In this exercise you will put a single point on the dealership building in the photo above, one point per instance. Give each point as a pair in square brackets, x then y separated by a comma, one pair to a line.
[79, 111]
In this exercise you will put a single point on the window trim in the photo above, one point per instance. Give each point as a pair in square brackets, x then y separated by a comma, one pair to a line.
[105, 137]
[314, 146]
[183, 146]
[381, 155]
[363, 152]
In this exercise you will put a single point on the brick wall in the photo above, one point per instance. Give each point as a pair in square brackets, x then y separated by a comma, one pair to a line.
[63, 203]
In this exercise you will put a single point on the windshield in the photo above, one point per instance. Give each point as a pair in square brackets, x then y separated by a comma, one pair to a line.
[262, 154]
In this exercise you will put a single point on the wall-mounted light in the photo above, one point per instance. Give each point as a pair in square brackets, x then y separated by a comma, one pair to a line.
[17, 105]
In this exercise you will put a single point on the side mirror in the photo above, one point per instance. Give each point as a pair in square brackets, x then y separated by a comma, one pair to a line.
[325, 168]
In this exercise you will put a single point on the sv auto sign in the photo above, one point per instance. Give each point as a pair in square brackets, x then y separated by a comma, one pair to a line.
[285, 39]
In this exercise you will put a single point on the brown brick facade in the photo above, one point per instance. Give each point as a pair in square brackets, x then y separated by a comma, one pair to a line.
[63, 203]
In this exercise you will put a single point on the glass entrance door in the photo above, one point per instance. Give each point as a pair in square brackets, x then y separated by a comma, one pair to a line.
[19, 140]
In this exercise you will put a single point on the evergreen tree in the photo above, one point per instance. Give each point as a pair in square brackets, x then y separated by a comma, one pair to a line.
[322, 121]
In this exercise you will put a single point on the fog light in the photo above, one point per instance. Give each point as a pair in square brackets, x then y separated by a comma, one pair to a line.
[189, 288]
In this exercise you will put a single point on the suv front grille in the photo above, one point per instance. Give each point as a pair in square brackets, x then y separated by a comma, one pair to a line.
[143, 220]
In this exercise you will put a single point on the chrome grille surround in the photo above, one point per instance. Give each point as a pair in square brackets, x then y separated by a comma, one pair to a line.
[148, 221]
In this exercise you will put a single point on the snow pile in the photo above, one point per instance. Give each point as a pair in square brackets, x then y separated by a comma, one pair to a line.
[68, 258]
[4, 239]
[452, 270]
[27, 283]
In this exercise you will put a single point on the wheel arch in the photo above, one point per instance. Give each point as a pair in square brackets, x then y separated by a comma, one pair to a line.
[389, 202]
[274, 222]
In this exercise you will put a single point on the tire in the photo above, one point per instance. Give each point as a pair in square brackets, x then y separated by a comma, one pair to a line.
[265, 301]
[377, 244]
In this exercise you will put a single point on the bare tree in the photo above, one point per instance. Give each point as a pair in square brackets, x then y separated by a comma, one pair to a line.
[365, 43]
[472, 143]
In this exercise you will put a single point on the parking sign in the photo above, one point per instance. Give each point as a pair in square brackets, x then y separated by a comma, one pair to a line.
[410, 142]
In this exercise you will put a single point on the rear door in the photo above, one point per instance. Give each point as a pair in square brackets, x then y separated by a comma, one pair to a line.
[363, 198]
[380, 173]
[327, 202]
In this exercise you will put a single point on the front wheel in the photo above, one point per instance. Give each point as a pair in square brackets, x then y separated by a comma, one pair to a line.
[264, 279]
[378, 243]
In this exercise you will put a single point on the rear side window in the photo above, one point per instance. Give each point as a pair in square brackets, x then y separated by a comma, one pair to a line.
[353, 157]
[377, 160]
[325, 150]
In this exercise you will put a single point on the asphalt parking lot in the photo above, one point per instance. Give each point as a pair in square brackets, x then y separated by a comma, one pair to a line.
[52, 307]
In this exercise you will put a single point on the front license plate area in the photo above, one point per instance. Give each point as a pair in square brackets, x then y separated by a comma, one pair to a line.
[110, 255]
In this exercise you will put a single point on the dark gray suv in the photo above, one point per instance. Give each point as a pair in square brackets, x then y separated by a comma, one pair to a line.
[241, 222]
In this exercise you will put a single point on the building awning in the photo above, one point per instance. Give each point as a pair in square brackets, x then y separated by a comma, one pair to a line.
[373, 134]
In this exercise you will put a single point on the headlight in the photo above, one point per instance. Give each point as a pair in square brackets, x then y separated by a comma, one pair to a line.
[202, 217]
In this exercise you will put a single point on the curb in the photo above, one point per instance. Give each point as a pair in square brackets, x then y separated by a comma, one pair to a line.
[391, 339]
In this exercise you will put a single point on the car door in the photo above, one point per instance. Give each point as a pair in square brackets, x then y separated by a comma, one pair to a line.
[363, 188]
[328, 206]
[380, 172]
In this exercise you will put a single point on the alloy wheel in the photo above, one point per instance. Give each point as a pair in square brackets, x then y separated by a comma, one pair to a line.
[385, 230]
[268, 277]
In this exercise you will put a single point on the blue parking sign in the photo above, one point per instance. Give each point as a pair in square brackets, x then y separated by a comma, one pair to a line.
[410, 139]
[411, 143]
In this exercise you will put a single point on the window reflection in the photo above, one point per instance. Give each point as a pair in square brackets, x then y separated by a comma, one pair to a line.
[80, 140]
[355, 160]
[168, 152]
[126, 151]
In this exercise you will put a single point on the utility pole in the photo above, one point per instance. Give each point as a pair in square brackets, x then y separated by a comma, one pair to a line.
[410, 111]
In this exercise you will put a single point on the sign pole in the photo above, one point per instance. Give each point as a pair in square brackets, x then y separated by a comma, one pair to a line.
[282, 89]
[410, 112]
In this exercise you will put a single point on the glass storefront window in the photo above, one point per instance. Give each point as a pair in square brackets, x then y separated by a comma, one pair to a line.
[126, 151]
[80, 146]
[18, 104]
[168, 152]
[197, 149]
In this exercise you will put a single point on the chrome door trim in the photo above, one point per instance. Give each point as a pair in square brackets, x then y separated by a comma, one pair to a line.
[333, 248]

_THE PROBLEM_
Whatever appears in the data above is to be set down exactly.

_EXERCISE SOLUTION_
In this exercise you will put a single point on the dealership building in the photo above, one point per instance. Give each point as a pair in square brackets, x then y separated by a comma, one pair to a line.
[79, 111]
In this exercise you will put a single point on the window trim in the photo above, one point per instance. Give each point as a pair in square brackets, x then y separated by a comma, one pair to a line.
[105, 137]
[314, 146]
[183, 146]
[381, 155]
[363, 152]
In this exercise you will put a single point on the brick wall in the photo above, one point per instance. Give each point as a pair in square brackets, x then y separated by a comma, one pair to a line.
[63, 203]
In this exercise you will put a single point on the windshield in the photo above, one point per instance. Give each point as a pair in square brackets, x then y separated by a comma, one pair to a line.
[262, 154]
In this exercise you will put a single point on the wall-mounted light in the photo above, one point per instance. Give each point as a pair in square brackets, x then y separated by a comma, one pair to a line.
[17, 105]
In this exercise you will put a single point on the side mirror in the photo above, one point per instance. Give each point as a pair in square brackets, x then y separated by a comma, one pair to a line.
[325, 168]
In this exercise you will put a single point on the sv auto sign in the photo above, one point per instance. Give each point as a pair in square brackets, x then y separated by a comma, one pair to a line.
[285, 39]
In this exercise you will put a single point on the brown brick facade in the photo above, one point per instance. Give each point as a pair in square brackets, x then y separated by a comma, one pair to a line.
[63, 203]
In this exercise you will put a single point on the glass entrance door in the photo above, one point per instance. Give each point as a pair in square brackets, x then y separated by a comma, one pair to a line.
[19, 140]
In this exercise you will put a single point on the evergreen tree in the photo above, one point per instance. Give each point as a pair in square brackets, x then y separated by a comma, one pair to a line.
[322, 121]
In this exercise you will put a single point on the fog light in the photo above, one point per instance. Give each point as a pair in square brackets, x then y separated by a comma, one pair to a line.
[189, 288]
In this exercise you will put a single point on the suv front grille in the photo above, one point per instance. Give each point as a pair in square brackets, x then y separated by a comma, one pair to a line.
[143, 220]
In this exercise you will put a single point on the chrome grille surround in the photo above, one point per instance. Give each point as a pair in square brackets, x then y separated by a comma, one pair to a line.
[148, 221]
In this exercise you will put a single point on the snow pile in the photo above, one point per instance. Give each point as a pair in square brackets, x then y separated by a comma, one pair to a line.
[68, 258]
[4, 239]
[452, 270]
[27, 283]
In this exercise you will put a single point on the wheel arch in the photo above, one point per instance. Give each point as a pair in square brackets, x then y separated by a comma, one pair to a line.
[389, 202]
[274, 222]
In this exercise you will put a single point on the tire in the photo above, one point per instance. Give each point as a pair in square brackets, x then y separated by a comma, one pair to a line.
[265, 301]
[377, 244]
In this exercise you will put a single point on the bare tree in the photo above, one point per instance. Give each point as a pair in square brackets, x then y separated by a comma, one pair to a line.
[365, 43]
[472, 143]
In this exercise you will put a single point on the parking sign in the photo above, one point per instance. Give each point as a pair in square brackets, x then y separated by a comma, one pair to a line.
[410, 142]
In this exercise you will put a single point on the rear door in the photo above, one point per instance. Give each point as a pair in square brackets, x then y separated by a comma, one pair to a line.
[363, 198]
[380, 173]
[327, 202]
In this exercise you will put a single point on the front wheel in the photo above, one point per instance. Give each point as a pair in square brackets, x then y separated by a comma, one pair to a line.
[264, 279]
[378, 243]
In this exercise you will put a single point on the rear side window in the photo above, one point per instance. Give each point as a pair in square brackets, x then y separated by a comma, one pair to a line.
[353, 157]
[377, 160]
[325, 150]
In this exercise you will put a single point on the asphalt parking lot in the photo above, one point per instance. Give each point as a pair in square brackets, x then y separated by a comma, one pair to a line.
[52, 307]
In this exercise you will put a single point on the front license plate area in the photo above, one point per instance. Give each point as a pair in square brackets, x then y separated by a comma, one pair to a line.
[110, 255]
In this exercise you will put a single point on the dark gray suv in the photo above, one point per instance. Give each point as a pair in square brackets, x then y separated by a comma, one pair to a line.
[241, 222]
In this exercise you will put a single point on the building awning in the photo above, one point per instance. Give each point as a pair in square brackets, x then y separated by a comma, one pair to a line.
[373, 134]
In this exercise you will put a single point on the headlight in the photo above, one point per instance. Give each point as a pair in square brackets, x then y separated by a comma, one pair to a line.
[202, 217]
In this exercise you will put a single point on the curb in the photo above, one point per instance. Give each point as a pair in square brackets, x then y separated by a comma, one pair to a line.
[391, 339]
In this exercise you will put a single point on the car door in the photo above, one point per instance. Give each point as a pair in square brackets, x then y separated by a comma, one pair to a line.
[363, 188]
[328, 206]
[380, 172]
In this exercise you will put a single point on the alloy wheel in the photo above, one point per instance. Give each point as a pair in square brackets, x then y separated by a comma, one pair to a line.
[385, 230]
[268, 277]
In this exercise you will put a single point on the blue parking sign in the photo above, one point per instance. Give each point as a pair in square brackets, x then y separated by a comma, one pair to a line.
[410, 139]
[411, 143]
In this exercise you will put a single point on the window reflection in the photo above, one point per instance. Give each point as a pair in square brackets, x then y separated by a comma, one pair to a line.
[80, 140]
[355, 160]
[168, 152]
[126, 151]
In this exercise you will put a single point on the utility pole in the photo above, one point per instance. Give each point as a pair in square brackets, x then y separated by a comma, one pair to a line.
[410, 111]
In this exercise you will put a single point on the sign pole in the photo above, one point per instance. Give each point as a pair in square brackets, x then y separated by a comma, one pair to a line.
[282, 89]
[410, 112]
In this exercise you will put a single point on the glass storefront window in the photo above, one point per instance. Give each point as a pair in square brackets, x then y separated by a comma, one pair to a line.
[126, 151]
[80, 146]
[18, 104]
[168, 152]
[197, 149]
In this exercise you will put a single point on the chrome door trim in the photo above, one point per instance. Give each point as a pair in square brackets, x then y separated by a comma, one pair to a line.
[333, 248]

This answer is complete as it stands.